--- Begin Extract provided ---
Efficient Server Side Pagination using Mongodb

As a developer, you may have come across a situation where you are required to show some enormous amount of data to be displayed in the UI, in tabular format/grid without a drop in performance. If you are a developer who spends a decent amount of time coding, you might have guessed it already.

Server Side Pagination! yeah, you are right. It is the most optimum way to show large data.

Why is that?

Consider the following scenario. Say that your application sells products online and you have a product base with more than one million items, which are added to the db using a master form. It is obvious now the end-user should have provision to delete and edit the already added products.

To achieve this you should have to give them an interface, presumably a grid, where the user can browse the particular product he/she intends to edit/delete. Now think about a scenario where this interface is getting populated with all the 1 million products altogether. Messy. isn’t it? No one could ever agree with what you have given because it is messy, slow, and inconvenient. So in these situations intellectuals suggest you paginate the grids with proper page size and page numbers.

Yeah, you are right again. You just need client-side pagination to solve the said problem. Then why should we go for server-side pagination?

The reason is performance. If you are using client-side pagination, even if it is implemented using any third-party library(like jquery data table or kendo grid) or your custom logic, somewhere somehow the data has to be kept on the client-side. There are 5 problems with this approach.

High bandwidth is required since the data(1 million products we are talking about) has to travel through the internet from the database to the client-side.
--- End Extract provided ---
--- Begin Raw data ---
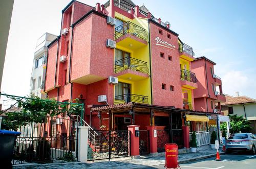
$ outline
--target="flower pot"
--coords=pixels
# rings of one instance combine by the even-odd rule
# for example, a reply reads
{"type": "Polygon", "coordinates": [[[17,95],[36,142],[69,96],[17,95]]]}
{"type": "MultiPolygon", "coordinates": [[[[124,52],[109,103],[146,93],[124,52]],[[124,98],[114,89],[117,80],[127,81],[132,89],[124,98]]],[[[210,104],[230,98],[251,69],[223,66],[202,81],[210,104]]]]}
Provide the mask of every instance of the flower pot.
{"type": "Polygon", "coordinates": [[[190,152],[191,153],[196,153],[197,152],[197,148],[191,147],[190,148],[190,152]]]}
--- End Raw data ---
--- Begin Raw data ---
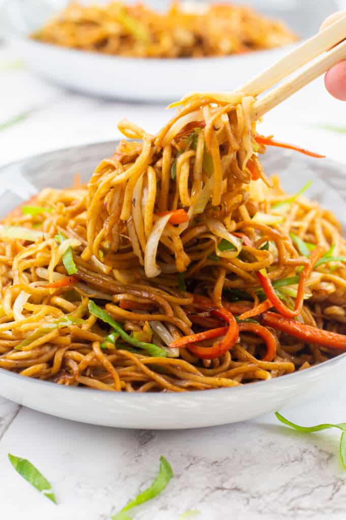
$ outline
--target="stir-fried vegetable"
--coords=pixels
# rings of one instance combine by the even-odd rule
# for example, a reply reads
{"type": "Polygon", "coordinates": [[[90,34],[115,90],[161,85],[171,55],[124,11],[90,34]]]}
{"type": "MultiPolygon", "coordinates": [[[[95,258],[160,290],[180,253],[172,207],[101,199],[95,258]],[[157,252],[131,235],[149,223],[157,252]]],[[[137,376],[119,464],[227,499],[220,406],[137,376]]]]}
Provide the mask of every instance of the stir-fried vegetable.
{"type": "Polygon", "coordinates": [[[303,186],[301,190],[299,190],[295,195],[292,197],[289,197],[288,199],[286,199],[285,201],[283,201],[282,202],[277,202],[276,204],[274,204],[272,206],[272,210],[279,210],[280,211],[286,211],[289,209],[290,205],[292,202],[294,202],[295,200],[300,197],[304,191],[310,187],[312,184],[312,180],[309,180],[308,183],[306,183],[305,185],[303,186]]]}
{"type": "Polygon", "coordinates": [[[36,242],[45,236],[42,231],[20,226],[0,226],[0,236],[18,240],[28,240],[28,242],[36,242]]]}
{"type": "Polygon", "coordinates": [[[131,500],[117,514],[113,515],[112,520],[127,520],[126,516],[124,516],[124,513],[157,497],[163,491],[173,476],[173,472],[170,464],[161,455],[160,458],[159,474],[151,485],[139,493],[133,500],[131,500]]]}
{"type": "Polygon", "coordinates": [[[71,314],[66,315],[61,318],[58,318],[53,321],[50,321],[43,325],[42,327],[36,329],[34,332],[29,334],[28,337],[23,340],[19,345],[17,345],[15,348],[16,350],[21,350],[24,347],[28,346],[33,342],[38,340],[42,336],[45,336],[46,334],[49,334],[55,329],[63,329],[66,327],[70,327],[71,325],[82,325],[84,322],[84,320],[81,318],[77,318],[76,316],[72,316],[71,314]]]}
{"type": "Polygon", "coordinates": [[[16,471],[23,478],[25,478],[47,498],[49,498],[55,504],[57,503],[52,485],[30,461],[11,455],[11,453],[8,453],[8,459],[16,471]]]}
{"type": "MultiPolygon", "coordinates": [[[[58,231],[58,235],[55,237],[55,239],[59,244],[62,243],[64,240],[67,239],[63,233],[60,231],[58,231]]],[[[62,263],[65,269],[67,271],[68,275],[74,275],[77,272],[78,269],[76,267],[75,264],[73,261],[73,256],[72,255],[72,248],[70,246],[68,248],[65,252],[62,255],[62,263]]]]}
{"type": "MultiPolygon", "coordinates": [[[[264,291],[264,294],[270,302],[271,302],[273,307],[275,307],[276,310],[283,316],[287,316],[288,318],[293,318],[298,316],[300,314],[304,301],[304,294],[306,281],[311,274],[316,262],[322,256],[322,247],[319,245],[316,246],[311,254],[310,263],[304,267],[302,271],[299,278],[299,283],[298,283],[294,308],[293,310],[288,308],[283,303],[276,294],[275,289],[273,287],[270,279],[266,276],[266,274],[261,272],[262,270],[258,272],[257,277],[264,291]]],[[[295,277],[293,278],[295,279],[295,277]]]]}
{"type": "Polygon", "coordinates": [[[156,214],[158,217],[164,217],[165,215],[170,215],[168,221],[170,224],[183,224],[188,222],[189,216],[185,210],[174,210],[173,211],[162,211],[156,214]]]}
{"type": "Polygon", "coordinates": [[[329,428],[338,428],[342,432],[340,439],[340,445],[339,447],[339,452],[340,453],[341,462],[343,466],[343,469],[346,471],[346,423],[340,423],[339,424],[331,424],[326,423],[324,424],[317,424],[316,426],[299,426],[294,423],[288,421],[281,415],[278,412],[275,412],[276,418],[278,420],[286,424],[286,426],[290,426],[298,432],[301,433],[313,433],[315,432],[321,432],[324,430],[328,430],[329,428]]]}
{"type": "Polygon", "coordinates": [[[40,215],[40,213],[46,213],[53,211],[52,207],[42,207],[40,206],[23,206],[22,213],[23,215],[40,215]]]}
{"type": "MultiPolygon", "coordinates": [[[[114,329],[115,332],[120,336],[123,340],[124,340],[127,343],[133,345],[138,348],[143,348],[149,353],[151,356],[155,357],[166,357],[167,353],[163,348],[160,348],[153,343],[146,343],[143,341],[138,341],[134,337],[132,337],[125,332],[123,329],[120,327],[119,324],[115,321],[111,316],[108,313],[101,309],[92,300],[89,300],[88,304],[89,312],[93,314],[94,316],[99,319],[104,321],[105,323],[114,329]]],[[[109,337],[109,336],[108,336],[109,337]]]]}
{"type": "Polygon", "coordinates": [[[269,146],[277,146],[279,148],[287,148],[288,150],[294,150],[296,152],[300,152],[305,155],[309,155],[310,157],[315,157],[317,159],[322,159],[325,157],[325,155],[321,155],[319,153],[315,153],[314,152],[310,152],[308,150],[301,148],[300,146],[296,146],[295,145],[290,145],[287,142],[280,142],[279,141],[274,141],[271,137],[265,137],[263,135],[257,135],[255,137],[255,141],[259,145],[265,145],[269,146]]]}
--- End Raw data ---
--- Begin Raw data ---
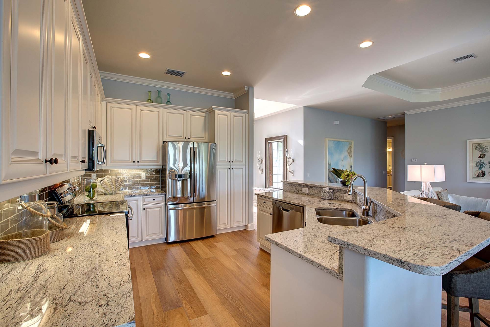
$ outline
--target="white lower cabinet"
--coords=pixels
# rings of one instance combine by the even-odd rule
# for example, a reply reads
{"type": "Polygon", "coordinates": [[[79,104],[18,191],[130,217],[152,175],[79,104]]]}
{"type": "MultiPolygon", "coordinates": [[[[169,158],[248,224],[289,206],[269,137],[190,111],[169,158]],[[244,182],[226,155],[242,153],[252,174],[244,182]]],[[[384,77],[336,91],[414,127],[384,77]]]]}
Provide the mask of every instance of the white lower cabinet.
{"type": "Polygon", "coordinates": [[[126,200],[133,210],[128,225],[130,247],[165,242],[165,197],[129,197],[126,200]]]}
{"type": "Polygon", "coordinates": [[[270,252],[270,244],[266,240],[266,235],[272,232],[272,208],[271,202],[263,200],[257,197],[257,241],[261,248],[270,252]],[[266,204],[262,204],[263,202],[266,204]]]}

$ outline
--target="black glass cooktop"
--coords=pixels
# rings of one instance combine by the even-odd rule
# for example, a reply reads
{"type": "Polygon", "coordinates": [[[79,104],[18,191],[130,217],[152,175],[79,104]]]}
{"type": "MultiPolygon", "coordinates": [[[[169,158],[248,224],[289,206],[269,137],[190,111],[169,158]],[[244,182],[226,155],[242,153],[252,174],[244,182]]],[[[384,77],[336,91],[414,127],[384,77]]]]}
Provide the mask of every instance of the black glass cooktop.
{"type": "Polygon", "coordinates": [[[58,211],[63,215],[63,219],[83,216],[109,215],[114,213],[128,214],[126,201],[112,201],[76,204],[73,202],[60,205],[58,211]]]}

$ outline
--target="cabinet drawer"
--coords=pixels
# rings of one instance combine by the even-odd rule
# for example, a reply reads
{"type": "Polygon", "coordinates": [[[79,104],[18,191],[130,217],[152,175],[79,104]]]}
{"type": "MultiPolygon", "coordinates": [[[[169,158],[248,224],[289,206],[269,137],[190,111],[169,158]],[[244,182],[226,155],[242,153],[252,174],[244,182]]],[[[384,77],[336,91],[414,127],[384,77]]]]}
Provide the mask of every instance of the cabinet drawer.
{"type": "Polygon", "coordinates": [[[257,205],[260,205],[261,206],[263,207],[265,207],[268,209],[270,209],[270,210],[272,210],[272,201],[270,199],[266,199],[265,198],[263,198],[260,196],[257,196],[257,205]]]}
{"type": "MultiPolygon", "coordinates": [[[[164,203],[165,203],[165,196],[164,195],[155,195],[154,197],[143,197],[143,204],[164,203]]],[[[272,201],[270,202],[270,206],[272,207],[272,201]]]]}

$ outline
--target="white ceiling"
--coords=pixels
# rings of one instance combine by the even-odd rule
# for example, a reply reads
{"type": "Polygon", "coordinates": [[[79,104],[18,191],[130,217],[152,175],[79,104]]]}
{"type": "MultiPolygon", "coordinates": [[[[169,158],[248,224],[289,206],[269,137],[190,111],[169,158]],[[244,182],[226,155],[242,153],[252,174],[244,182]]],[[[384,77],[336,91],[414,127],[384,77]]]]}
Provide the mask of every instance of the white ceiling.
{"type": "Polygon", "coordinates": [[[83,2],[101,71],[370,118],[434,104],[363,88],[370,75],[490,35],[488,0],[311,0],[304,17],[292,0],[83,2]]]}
--- End Raw data ---
-- Problem to work on --
Reproduce the passage from the pagination article, starting at "To achieve this" and ending at "for server-side pagination?".

-- Task solution --
To achieve this you should have to give them an interface, presumably a grid, where the user can browse the particular product he/she intends to edit/delete. Now think about a scenario where this interface is getting populated with all the 1 million products altogether. Messy. isn’t it? No one could ever agree with what you have given because it is messy, slow, and inconvenient. So in these situations intellectuals suggest you paginate the grids with proper page size and page numbers.

Yeah, you are right again. You just need client-side pagination to solve the said problem. Then why should we go for server-side pagination?